■ What to do
Find "the blurred spectator" in the data, then restate the line it sits in and every later line word for word, ending with the last line.

■ Input records
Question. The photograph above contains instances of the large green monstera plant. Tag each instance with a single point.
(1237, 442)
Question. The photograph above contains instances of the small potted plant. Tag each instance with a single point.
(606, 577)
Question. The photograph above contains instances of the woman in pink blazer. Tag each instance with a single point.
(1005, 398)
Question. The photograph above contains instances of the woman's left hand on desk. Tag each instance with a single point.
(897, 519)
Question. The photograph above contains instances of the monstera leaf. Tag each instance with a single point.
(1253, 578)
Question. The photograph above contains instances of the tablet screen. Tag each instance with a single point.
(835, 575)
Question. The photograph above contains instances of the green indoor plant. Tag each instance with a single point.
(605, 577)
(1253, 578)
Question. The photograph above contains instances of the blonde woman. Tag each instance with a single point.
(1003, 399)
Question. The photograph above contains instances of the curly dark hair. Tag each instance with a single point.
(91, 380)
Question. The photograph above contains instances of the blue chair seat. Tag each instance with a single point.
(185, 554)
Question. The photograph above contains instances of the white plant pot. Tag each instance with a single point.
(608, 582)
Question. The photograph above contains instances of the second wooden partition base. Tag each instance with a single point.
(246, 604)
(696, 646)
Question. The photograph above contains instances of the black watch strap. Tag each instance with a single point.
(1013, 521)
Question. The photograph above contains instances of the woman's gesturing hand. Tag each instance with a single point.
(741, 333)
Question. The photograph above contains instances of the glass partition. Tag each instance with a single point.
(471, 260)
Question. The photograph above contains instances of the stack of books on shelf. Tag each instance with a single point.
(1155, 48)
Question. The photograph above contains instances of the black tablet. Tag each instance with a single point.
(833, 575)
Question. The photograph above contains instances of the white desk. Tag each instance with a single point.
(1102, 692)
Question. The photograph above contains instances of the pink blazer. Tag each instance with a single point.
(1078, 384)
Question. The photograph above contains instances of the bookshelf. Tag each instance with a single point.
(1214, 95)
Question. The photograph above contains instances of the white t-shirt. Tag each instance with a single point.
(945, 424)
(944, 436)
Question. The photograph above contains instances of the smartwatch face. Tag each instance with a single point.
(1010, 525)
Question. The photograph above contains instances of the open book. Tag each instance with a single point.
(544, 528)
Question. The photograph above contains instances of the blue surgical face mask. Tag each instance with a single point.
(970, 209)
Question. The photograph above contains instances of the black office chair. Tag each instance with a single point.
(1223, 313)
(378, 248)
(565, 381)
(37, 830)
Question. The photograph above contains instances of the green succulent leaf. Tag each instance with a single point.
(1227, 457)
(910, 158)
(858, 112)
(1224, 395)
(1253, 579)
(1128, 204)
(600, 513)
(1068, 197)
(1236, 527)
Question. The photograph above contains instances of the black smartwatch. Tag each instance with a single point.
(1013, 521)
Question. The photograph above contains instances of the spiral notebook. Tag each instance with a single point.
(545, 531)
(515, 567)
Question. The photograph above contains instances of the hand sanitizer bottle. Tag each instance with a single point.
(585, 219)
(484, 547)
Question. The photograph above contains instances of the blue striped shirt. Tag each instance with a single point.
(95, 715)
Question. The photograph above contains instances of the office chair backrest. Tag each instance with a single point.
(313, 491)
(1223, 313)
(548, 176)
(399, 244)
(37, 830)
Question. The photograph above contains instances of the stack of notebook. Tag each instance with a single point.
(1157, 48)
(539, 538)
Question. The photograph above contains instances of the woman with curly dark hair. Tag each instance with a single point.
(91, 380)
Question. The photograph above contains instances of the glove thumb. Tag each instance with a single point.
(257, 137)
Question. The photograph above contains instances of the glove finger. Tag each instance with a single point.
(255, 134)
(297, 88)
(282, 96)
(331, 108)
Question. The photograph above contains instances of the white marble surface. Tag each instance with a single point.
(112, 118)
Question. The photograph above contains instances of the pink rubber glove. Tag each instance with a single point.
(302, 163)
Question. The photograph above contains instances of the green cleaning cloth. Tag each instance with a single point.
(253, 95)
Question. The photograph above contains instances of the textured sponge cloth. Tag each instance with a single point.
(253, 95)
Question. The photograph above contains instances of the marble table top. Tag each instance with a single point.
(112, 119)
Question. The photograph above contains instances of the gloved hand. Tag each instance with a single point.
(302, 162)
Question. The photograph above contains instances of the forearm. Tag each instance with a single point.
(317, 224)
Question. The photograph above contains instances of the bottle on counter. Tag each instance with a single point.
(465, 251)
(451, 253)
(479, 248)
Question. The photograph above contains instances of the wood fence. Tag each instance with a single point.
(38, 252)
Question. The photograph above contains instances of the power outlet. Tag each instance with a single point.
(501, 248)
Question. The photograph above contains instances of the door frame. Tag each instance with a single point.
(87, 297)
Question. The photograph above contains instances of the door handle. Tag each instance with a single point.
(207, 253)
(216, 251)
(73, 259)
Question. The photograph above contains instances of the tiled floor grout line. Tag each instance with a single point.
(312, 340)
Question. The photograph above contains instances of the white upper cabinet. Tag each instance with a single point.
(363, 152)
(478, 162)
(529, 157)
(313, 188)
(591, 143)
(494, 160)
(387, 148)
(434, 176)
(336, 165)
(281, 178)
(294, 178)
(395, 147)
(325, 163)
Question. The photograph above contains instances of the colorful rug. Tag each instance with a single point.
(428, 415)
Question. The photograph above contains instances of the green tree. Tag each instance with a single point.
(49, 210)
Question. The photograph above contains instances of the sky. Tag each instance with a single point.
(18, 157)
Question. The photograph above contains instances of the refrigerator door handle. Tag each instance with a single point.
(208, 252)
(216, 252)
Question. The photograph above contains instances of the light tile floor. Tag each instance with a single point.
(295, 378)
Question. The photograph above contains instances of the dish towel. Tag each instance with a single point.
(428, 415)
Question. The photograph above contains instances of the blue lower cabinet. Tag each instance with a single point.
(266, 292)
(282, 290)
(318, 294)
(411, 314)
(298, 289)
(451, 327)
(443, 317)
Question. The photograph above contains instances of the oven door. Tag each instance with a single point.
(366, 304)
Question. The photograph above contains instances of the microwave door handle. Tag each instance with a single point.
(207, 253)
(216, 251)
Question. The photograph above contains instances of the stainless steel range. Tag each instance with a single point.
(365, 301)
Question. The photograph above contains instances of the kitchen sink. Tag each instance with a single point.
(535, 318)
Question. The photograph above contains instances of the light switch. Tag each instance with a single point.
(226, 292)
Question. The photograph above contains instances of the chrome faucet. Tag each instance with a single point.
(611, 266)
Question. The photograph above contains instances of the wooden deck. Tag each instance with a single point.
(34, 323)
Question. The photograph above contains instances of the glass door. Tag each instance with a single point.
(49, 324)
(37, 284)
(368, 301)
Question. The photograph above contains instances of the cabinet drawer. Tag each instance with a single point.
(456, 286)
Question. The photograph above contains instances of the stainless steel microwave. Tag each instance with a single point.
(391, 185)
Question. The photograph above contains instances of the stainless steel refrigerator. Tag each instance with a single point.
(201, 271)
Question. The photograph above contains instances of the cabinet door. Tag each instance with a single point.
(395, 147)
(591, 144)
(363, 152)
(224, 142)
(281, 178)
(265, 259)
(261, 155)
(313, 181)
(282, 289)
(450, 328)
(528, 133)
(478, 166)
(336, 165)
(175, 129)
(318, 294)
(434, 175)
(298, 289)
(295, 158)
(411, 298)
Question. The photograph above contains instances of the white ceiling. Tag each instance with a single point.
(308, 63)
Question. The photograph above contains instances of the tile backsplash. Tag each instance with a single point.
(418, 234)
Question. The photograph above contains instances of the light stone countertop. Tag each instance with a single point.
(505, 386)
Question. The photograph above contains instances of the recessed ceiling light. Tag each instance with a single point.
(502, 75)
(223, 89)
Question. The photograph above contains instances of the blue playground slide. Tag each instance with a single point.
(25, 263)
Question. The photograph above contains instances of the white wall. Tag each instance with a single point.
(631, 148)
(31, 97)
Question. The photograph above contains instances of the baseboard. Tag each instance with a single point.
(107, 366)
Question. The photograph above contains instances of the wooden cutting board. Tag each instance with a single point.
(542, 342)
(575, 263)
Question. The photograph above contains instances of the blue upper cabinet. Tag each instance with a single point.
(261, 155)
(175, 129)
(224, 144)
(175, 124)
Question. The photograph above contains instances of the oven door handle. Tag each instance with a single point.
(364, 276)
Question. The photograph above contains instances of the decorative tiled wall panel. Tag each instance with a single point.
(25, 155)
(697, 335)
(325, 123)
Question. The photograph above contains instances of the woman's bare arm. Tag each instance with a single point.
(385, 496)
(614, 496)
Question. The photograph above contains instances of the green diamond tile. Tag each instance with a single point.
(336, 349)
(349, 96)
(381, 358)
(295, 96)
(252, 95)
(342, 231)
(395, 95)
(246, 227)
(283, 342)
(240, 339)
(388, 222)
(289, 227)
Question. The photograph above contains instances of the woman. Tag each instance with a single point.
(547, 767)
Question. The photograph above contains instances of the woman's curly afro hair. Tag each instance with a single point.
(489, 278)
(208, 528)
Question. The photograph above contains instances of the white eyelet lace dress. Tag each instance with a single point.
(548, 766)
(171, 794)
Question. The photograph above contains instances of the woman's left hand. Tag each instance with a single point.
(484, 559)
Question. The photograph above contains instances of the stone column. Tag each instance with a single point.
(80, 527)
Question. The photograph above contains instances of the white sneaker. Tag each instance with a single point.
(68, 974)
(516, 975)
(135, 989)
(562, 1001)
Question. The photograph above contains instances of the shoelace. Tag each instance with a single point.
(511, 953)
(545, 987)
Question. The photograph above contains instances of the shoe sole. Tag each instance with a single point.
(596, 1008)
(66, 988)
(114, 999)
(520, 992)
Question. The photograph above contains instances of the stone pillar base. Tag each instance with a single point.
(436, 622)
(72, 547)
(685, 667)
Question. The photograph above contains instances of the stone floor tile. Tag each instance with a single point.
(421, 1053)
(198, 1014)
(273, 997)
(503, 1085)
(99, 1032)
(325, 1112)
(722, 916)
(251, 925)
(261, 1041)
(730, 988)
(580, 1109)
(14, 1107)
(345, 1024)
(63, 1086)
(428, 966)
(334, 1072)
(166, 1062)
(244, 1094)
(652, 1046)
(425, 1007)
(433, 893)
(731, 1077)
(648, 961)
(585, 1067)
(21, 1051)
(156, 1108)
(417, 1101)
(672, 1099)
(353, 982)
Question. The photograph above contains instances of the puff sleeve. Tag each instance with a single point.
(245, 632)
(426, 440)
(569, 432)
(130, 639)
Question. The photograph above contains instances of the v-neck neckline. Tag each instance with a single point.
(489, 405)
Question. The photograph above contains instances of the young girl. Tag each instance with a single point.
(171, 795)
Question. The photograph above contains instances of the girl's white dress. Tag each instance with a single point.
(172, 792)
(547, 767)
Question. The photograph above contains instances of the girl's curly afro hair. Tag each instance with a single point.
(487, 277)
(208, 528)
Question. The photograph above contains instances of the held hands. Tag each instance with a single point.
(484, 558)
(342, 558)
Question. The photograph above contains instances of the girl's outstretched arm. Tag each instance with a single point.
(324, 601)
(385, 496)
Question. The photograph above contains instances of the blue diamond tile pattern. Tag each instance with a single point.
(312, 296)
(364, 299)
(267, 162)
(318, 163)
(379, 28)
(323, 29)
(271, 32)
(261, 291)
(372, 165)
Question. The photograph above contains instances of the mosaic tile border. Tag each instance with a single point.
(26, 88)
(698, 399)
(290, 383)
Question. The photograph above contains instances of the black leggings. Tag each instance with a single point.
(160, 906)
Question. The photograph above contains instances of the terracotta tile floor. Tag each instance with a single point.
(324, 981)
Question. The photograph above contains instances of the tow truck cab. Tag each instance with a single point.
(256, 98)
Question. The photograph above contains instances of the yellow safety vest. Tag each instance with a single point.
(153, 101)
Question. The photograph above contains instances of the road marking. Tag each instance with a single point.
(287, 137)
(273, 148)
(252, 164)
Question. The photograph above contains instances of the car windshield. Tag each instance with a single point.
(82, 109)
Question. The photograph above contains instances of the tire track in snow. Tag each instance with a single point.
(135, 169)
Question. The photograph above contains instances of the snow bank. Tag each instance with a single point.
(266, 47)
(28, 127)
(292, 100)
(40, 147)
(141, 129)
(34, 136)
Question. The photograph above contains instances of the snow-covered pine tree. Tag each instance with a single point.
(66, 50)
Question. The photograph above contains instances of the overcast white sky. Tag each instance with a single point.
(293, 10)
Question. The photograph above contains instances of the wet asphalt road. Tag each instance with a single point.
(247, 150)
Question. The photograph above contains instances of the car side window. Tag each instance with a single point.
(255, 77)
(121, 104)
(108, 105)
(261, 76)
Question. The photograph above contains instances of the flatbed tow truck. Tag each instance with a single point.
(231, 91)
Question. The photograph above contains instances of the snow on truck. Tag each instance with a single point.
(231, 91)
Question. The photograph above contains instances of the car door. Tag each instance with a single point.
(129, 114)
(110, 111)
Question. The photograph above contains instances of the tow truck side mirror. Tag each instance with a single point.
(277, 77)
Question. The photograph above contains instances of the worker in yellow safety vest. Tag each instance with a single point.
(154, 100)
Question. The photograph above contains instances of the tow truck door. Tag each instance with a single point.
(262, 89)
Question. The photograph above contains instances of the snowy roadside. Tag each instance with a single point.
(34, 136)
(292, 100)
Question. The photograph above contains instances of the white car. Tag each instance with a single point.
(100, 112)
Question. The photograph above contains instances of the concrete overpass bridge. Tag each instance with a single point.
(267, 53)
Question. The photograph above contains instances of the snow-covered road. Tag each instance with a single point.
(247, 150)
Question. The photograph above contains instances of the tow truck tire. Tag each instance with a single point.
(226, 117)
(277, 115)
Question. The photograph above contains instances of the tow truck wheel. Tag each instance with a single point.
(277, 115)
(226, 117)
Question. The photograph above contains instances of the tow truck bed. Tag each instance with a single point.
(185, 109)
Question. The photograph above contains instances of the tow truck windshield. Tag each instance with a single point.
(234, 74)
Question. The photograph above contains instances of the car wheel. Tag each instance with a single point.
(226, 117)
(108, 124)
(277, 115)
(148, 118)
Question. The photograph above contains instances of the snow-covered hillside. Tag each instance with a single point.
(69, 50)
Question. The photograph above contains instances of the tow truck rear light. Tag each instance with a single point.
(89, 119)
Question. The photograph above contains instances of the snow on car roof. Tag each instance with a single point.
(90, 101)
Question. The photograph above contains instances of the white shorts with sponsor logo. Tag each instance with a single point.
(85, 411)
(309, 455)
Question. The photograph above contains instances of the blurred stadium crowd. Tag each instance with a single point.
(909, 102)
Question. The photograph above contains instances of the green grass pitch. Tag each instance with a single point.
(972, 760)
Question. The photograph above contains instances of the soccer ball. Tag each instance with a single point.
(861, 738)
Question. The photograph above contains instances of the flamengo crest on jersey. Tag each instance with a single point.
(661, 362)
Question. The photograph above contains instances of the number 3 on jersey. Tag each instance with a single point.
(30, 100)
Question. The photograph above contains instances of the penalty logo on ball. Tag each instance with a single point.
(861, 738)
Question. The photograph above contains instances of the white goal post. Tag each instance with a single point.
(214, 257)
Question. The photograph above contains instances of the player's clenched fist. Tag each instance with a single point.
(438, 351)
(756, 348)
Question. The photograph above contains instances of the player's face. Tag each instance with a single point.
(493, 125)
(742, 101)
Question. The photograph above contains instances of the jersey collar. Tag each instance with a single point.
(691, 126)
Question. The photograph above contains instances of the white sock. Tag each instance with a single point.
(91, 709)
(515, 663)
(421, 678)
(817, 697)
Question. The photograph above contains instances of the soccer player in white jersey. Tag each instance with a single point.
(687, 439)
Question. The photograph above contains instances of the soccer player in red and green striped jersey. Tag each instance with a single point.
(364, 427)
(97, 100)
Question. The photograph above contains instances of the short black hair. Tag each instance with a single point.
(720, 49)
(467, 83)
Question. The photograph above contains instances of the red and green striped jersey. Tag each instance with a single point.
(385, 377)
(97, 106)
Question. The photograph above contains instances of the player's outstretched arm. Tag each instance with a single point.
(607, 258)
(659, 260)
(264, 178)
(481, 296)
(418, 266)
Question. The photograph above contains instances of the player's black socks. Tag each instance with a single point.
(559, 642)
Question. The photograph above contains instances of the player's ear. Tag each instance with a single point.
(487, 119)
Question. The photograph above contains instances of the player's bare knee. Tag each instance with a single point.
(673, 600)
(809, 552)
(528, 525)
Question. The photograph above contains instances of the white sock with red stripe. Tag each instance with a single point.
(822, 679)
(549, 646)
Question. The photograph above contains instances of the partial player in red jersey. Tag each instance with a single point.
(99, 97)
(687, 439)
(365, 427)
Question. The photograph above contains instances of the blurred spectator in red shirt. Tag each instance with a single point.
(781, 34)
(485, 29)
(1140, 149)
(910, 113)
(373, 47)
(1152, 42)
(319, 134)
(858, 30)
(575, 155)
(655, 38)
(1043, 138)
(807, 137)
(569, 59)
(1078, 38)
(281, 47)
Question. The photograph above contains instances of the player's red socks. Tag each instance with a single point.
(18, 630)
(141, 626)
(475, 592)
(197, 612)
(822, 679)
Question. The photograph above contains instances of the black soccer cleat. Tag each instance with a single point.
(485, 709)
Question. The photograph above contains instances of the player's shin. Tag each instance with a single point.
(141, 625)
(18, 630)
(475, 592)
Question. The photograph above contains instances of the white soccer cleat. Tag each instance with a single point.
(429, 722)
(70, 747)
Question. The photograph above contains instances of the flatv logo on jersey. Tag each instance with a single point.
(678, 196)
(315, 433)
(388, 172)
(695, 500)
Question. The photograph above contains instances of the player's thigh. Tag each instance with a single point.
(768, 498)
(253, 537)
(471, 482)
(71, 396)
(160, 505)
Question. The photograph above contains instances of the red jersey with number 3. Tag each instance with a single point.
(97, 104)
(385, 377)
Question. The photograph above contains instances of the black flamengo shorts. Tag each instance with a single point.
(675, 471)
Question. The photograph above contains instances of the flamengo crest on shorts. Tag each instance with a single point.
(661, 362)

■ Final result
Question. The photograph above contains instances of the blurred spectator in red shirt. Tag each instance with a single point.
(781, 34)
(485, 29)
(1140, 149)
(910, 113)
(373, 47)
(1152, 42)
(319, 134)
(858, 30)
(575, 155)
(655, 38)
(1043, 138)
(807, 137)
(569, 59)
(1078, 38)
(281, 47)
Question. The photograph above contains instances of the player's red socks. Tag each instance with a single point.
(18, 630)
(141, 626)
(475, 592)
(197, 612)
(822, 679)
Question. The photograph above contains instances of the black soccer cleat. Tag each instance with a single point.
(485, 709)
Question. The photograph above contains instances of the player's shin. Tag each instance with a single point.
(141, 625)
(18, 630)
(475, 592)
Question. The photograph above contains instances of the white soccer cleat. Tag each instance with a single point.
(429, 722)
(70, 747)
Question. The photograph above contains instances of the flatv logo on jersey. Tag each instance with a single point.
(678, 196)
(315, 433)
(388, 172)
(695, 500)
Question. The photograph above contains instances of the player's thigh. Tag each instance with a single point.
(768, 498)
(253, 537)
(471, 482)
(71, 396)
(160, 505)
Question. The photograph above contains instances of the red jersey with number 3. Tag each instance with a single point.
(97, 104)
(385, 377)
Question. The photograph above contains instances of the black flamengo shorts. Tag each instance with a single point.
(675, 471)
Question. The photograph above contains instances of the flamengo crest on shorts. Tag each instance with a single point.
(661, 362)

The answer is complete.